| Given task |
Display each line from the rows below that contains the word "item".

────────────────────────────────────────

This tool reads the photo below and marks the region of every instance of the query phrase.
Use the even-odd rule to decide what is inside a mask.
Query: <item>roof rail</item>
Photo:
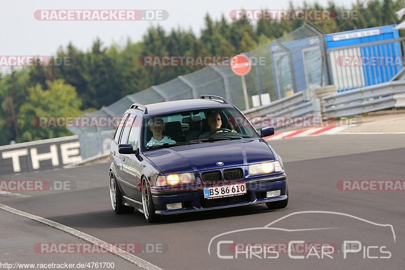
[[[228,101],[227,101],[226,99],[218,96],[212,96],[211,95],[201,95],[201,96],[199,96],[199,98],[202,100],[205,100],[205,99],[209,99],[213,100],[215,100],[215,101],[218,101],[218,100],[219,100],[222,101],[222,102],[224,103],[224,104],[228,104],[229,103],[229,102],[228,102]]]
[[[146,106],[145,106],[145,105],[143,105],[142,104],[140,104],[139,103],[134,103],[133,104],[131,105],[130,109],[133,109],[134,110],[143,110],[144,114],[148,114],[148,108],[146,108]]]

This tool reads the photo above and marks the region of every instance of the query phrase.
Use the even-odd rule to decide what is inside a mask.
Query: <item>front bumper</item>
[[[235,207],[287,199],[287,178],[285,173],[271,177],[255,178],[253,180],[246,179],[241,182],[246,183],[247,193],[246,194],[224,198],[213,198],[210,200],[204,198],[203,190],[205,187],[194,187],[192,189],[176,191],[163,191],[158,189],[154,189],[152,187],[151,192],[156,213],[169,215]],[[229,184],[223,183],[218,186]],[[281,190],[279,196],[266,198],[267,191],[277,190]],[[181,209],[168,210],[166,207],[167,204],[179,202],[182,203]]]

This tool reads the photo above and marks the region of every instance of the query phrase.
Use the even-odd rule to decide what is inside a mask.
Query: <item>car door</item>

────────────────────────────────────────

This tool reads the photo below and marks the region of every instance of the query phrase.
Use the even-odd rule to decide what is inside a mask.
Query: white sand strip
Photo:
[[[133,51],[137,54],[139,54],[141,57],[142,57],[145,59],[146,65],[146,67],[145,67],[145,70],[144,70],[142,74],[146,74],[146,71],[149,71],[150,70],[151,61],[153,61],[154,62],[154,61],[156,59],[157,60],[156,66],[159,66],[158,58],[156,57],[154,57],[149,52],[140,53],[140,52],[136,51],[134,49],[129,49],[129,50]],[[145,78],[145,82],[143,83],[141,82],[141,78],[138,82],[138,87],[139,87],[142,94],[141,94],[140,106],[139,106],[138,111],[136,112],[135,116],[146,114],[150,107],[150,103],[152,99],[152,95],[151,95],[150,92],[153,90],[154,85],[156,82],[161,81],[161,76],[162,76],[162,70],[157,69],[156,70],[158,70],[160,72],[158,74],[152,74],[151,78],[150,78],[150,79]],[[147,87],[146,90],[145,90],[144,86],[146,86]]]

────────────────────────────────────────

| Expected answer |
Query: <item>roof rail</item>
Query: <item>front bumper</item>
Query: <item>car door</item>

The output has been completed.